Assigned task: Retype word for word the lines of the data below, from the first to the one bearing "Annotation guideline: every instance of the small silver", with that one included.

(Entries taken from a collection)
┌────────
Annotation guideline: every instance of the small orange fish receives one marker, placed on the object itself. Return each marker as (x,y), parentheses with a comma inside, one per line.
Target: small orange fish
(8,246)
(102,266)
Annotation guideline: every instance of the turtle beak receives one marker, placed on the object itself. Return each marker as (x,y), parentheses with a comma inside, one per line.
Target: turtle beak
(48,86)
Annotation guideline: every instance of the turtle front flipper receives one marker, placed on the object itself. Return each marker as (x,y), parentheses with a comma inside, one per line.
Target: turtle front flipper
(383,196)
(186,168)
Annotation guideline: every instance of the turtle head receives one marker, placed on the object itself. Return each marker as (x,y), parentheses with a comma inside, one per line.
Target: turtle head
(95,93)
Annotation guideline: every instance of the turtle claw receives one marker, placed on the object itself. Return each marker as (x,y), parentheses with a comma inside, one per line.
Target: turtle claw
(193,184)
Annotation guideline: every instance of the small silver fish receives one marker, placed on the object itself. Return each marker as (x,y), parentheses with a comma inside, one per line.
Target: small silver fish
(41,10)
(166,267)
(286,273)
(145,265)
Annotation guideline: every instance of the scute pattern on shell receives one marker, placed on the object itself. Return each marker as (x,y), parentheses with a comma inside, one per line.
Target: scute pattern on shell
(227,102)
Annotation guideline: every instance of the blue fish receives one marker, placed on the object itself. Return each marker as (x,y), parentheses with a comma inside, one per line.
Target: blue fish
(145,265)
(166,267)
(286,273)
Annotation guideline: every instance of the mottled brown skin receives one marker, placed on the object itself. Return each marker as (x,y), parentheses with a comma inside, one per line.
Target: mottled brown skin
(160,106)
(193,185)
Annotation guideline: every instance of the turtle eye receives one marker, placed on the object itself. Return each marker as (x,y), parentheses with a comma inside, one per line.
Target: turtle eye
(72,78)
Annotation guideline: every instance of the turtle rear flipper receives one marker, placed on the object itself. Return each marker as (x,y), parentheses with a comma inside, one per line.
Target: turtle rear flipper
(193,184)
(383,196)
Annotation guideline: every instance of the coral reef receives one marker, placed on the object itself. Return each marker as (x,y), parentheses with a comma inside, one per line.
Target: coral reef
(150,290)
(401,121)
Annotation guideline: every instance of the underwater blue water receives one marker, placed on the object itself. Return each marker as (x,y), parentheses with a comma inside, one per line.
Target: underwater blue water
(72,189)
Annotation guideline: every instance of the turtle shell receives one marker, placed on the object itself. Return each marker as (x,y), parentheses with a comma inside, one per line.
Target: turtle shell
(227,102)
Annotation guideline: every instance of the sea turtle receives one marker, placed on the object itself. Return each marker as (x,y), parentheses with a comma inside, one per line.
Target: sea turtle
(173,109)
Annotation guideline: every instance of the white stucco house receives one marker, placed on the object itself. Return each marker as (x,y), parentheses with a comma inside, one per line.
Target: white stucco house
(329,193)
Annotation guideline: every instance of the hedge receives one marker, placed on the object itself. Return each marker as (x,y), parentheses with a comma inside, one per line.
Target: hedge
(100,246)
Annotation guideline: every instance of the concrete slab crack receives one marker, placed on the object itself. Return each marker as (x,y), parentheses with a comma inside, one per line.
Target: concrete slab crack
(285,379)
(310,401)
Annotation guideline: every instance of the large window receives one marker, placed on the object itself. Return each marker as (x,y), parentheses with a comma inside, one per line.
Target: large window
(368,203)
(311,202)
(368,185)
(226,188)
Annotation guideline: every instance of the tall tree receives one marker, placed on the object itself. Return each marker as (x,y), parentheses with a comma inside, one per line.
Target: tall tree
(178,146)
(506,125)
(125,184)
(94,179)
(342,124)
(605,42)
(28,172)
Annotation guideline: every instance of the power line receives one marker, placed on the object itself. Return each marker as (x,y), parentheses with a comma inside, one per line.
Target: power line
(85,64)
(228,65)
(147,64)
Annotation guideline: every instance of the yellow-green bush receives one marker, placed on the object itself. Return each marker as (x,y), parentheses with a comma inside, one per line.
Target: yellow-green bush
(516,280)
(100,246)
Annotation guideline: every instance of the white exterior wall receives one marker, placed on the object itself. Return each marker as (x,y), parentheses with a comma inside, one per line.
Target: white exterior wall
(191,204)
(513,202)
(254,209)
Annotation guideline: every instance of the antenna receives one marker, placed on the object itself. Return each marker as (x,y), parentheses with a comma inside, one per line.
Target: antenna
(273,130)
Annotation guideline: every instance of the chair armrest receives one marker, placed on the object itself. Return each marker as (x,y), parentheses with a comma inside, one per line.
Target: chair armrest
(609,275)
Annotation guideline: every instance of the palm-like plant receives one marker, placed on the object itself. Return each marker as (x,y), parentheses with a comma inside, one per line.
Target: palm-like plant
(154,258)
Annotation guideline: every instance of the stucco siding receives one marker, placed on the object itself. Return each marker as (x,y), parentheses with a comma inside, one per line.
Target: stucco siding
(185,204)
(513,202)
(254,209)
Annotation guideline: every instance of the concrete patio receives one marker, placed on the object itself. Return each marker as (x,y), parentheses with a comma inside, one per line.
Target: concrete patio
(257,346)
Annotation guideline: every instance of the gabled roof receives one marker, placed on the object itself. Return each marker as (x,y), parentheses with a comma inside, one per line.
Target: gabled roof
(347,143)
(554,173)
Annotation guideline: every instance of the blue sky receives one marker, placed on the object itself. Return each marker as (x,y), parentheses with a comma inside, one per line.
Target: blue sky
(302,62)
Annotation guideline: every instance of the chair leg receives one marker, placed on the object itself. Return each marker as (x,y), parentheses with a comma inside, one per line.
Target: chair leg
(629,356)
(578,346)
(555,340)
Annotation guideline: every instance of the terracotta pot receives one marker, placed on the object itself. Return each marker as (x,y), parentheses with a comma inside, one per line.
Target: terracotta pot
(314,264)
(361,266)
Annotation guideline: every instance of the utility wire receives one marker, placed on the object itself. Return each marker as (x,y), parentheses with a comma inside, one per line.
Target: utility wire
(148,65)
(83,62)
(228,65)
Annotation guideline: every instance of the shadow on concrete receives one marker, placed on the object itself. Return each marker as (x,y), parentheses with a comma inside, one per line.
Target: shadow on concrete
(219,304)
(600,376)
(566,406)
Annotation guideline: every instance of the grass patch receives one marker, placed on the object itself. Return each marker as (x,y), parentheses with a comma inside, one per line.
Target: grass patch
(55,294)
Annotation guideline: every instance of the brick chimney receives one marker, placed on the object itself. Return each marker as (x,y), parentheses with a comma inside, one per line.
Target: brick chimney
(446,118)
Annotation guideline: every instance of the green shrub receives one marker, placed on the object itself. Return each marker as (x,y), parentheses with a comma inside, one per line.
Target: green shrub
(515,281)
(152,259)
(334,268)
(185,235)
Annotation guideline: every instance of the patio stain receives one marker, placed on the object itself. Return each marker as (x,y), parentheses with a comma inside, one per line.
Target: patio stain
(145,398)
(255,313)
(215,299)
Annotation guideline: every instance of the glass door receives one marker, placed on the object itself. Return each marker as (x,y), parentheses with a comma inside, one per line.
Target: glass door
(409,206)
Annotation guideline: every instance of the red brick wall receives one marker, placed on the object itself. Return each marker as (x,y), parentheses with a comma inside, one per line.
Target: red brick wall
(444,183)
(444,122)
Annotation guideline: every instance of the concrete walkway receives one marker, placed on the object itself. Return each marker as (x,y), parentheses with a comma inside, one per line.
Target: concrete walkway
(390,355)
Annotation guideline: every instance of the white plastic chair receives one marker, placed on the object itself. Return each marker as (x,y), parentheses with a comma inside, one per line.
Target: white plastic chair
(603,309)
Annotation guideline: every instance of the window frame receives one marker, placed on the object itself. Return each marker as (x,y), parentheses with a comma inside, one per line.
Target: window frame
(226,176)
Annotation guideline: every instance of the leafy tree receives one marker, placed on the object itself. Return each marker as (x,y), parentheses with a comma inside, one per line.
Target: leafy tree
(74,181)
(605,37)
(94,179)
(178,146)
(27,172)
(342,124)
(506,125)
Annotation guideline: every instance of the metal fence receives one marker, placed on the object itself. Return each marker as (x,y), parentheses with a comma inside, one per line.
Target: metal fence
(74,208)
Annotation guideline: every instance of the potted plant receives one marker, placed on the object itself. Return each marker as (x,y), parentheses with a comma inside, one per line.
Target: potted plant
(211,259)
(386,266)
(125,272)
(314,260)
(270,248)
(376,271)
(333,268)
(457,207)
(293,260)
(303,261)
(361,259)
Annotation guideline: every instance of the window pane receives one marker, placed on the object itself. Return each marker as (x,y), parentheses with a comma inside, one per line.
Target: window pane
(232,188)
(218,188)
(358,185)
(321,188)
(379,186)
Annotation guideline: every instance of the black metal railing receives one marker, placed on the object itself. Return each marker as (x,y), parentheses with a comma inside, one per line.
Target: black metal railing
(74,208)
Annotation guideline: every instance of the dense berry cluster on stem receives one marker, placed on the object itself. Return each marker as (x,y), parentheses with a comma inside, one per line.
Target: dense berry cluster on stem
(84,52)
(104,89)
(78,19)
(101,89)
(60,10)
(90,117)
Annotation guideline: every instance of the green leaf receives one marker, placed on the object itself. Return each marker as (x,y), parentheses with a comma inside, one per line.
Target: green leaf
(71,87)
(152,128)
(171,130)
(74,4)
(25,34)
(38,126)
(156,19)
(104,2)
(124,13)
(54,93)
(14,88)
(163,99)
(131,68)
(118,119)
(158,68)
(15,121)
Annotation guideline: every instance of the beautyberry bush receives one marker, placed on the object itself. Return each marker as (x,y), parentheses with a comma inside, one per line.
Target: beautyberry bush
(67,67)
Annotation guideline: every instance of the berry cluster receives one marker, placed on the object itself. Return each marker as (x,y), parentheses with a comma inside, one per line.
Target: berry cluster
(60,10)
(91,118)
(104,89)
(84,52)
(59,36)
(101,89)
└────────
Answer for the task:
Annotation guideline: every instance of the small orange fish receives one marker, placed on the object itself. Return each marker as (x,y), parentheses with a comma inside, one per line.
Target: small orange fish
(8,246)
(102,266)
Annotation guideline: every instance of the turtle beak receives one marker, placed on the object itself. Return each marker as (x,y), parentheses with a comma inside, one per line.
Target: turtle beak
(48,86)
Annotation guideline: every instance of the turtle front flipper receives one marker, placed on the object itself. Return each marker as (x,y), parentheses with a comma inside, one per line.
Target: turtle front flipper
(383,196)
(186,168)
Annotation guideline: every instance of the turtle head receives one marker, placed on the object itself. Return each marker as (x,y), parentheses with a comma inside, one per line.
Target: turtle head
(95,93)
Annotation guideline: every instance of the turtle claw receives one marker, placed on the object itself. Return each marker as (x,y), parentheses with a comma inside, one per line.
Target: turtle claw
(193,184)
Annotation guideline: every instance of the small silver fish receives one marker, placed on the object itself. Return each marker as (x,y), parentheses with a comma inside, one per line.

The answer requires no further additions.